### Opdracht
Ga door met de tekst over het pand In de Keysershoedt aan de Lange Niezel en sluit aan op de laatste zin.

In de Keysershoedt
Lange Niezel 10, AmsterdamIn de 16e eeuw was de Lange Niezel een voorname straat waar de rijkste en machtigste families woonden. In het Stadsherstelmonument op nummer 10 woonden maar liefst vier burgemeesters. Tijdens de restauratie kwamen bij het strippen van de niet-monumentale onderdelen bouwelementen tevoorschijn die teruggaan tot vóór 1564. De prachtige 16e eeuwse engelkopjes op de sleutelstukken zijn weer in het zicht gebracht, en het 19e-eeuwse plafond ornament is weer helemaal hersteld.
Hier woonden de machtigste regentenfamilies
In de tweede helft van de 14e eeuw werd het moerassige laaggelegen land ten Noorden van de Oude Kerk opgehoogd en bebouwd. Deze Kerkzijde was het middeleeuwse stadshart en aan de Warmoesstraat en de Lange Niezel woonden de rijkste kooplieden en regentenfamilies. Zo woonde op Lange Niezel 22, ook een Stadsherstelpand, koopman Gerrit Bicker en op nummer 10 woonden de regentengeslachten Boelens en De Graeff, aangetrouwd aan de Bickers. Deze drie families bepaalden op het hoogtepunt van de Gouden Eeuw gedurende vijftig jaar een belangrijk deel van het stadsbestuur.
In ons pand woonden maar liefst vier (latere) burgemeesters. De regent en lakenkoper Hendrick Boelens (1542-1603) had hier eerst zijn woning, gevolgd rond 1600 door Jacob Dircksz. de Graeff (1571-1638), die koopman en ook burgemeester van Amsterdam was. Zijn zonen, de machtige burgemeesters Cornelis (1599-1664) en Mr. Andries de Graeff (1611-1678), worden in dit huis geboren.
Cornelis zou in totaal tien maal burgemeester zijn. Mr. Andries was burgemeester tot hij in 1672 werd afgezet door Stadhouder Willem III; daarnaast was hij kunstverzamelaar en beschermheer van de dichter Joost van den Vondel.
Twee baardige mannen dragen de ‘keijsershoet’
De vele gevelstenen en rijk versierde toppen van de monumenten in deze straat herinneren aan de rijke historie van deze plek. Ook Lange Niezel 10 was voorzien van een gevelsteen, al in een akte van 1549 wordt het genoemd als ‘De Keijsershoet met een zeepziederij’.
Op de gevelsteen staan twee geknielde, in harnas gestoken en bebaarde mannen die een manshoge keizerskroon vasthouden. Deze keizerskroon verwijst naar de 15e-eeuwse Maximiliaan van Oostenrijk, die de kleine koopmansstad Amsterdam als dank voor haar ruime financiële steun het recht gaf om zijn ‘crone’ te voeren in het stadswapen. Dit betekende internationaal een belangrijke aanbeveling voor de Amsterdamse kooplieden. Deze steun zou te danken zijn geweest aan burgemeester Andries Boelens, de overgrootvader van Hendrick.

### Geselecteerd materiaal

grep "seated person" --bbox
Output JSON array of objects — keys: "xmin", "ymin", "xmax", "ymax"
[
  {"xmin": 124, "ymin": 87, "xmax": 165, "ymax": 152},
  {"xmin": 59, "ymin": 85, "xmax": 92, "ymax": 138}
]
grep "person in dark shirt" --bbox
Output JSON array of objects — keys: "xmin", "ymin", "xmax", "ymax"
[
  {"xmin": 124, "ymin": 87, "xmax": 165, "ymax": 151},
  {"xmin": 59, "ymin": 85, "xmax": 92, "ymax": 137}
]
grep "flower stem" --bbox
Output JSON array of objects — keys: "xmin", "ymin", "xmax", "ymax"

### Uitwerking
De flinke steen van 50 bij 80 cm. stamt uit het midden van de 16e eeuw, onder meer te oordelen aan het cartouche met de uitstekende en omkrullende ornamenten, een stijl die toen in de mode kwam.
Bij de modernisering van de gevel in 1886 door de toenmalige eigenaar De Leeuw paste de gevelsteen waarschijnlijk niet meer qua formaat of stijl. De steen werd toen verworven door het Koninklijk Oudheidkundig Genootschap. Zij hebben rond 1960 het initiatief genomen om in de zijmuur van St Olofssteeg 11 in totaal negen ‘zwerfstenen’ in te metselen, waaronder deze. Hier is de steen met de keizerskroon nog altijd te bewonderen.
In 1886 is de voorgevel geheel vernieuwd
Toen begin 17e eeuw de grachtengordel werd ontwikkeld, verhuisde de elite uit de oude stad en verloor de omgeving van de Lange Niezel haar cachet. Er komen winkels, bedrijfjes en werkplaatsen in de woonhuizen en halverwege de 17e eeuw ook bordelen, in de nabijheid van de haven. Ook het gezin De Graeff verhuist naar de Herengracht.
Wat er de daaropvolgende periode gebeurt is niet helemaal duidelijk. In de 17e eeuw is het pand waarschijnlijk in gebruik als herberg en in 1680 wordt het huis ‘daar de Keijsers kroon in de gevel staat’ verkocht aan koperslager Stochof. Deze familie zal het pand gedurende tachtig jaar in bezit houden.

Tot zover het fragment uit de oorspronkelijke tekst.